## Passage:

## BEGIN

Stage of the Proceedings, Including Status of Discovery

	A trial court correctly analyzes this factor by determining whether sufficient
discovery has been conducted to allow the parties to make an informed decision about the
relative merits of the case and the settlement.  See Bloyed, 916 S.W.2d at 955-56.  Here,
the trial court noted that:  (1) discovery had been conducted in this case and in many other
pending class actions around the country; (2) "countless" documents had been produced;
(3) plaintiffs and defendants' personnel had been deposed; (4) the parties had engaged in
confirmatory discovery since preliminary approval; motions for summary judgment had
been briefed and argued; rulings had occurred in some.  Accordingly, the trial court found
there had been sufficient development of the case "to warrant a finding that the parties are
at an appropriate stage of the proceedings to conclude a settlement."  Sanders does not
attack the trial court's actual findings, but instead, with no supporting authority as required
by Rule 38.1(h), speculates that the Cohen action was "promising" and the settlement gave
"too large a litigation risk discount to Blockbuster."  See Tex. R. App. P. 38.1(h).  Such
speculation does not show that the trial court improperly analyzed this Bloyed factor.

## END

## What the exercise asks:
Decide whether each statement below agrees with the passage on the stage of the proceedings, answering yes or no and quoting the words of the passage that decide it. 1. The trial court noted that countless documents had been produced. 2. Sanders challenges the trial court's actual findings. 3. Sanders cites supporting authority for the view that the Cohen action was promising.

## Supplied information:
## BEGIN

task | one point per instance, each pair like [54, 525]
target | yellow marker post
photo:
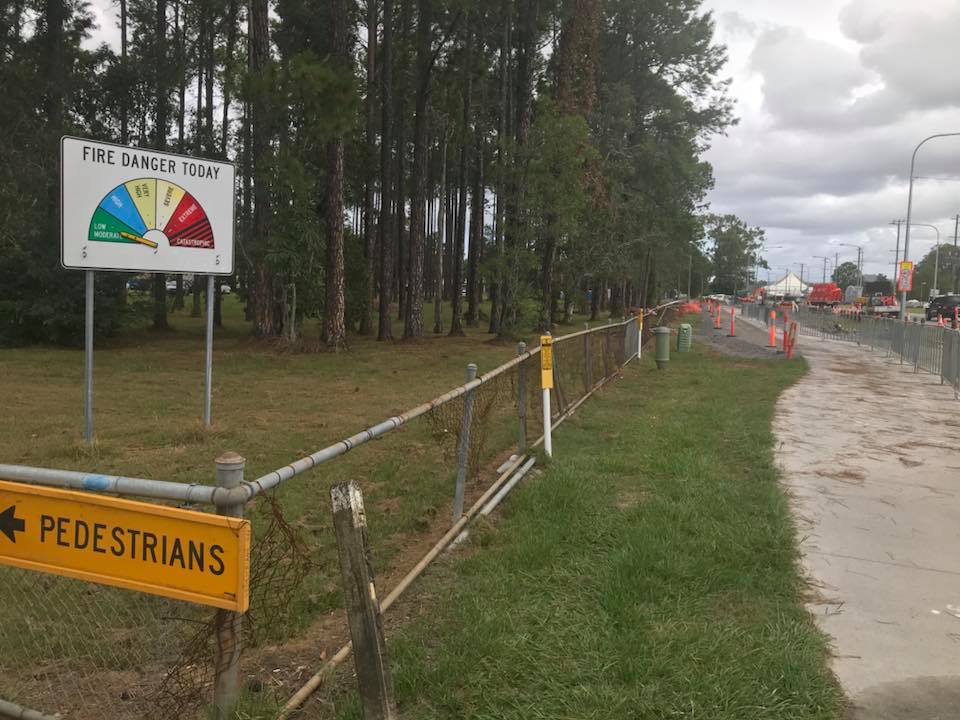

## END

## Full solution:
1. Yes: "(2) "countless" documents had been produced"
2. No: "Sanders does not attack the trial court's actual findings"
3. No: "with no supporting authority as required by Rule 38.1(h), speculates that the Cohen action was "promising""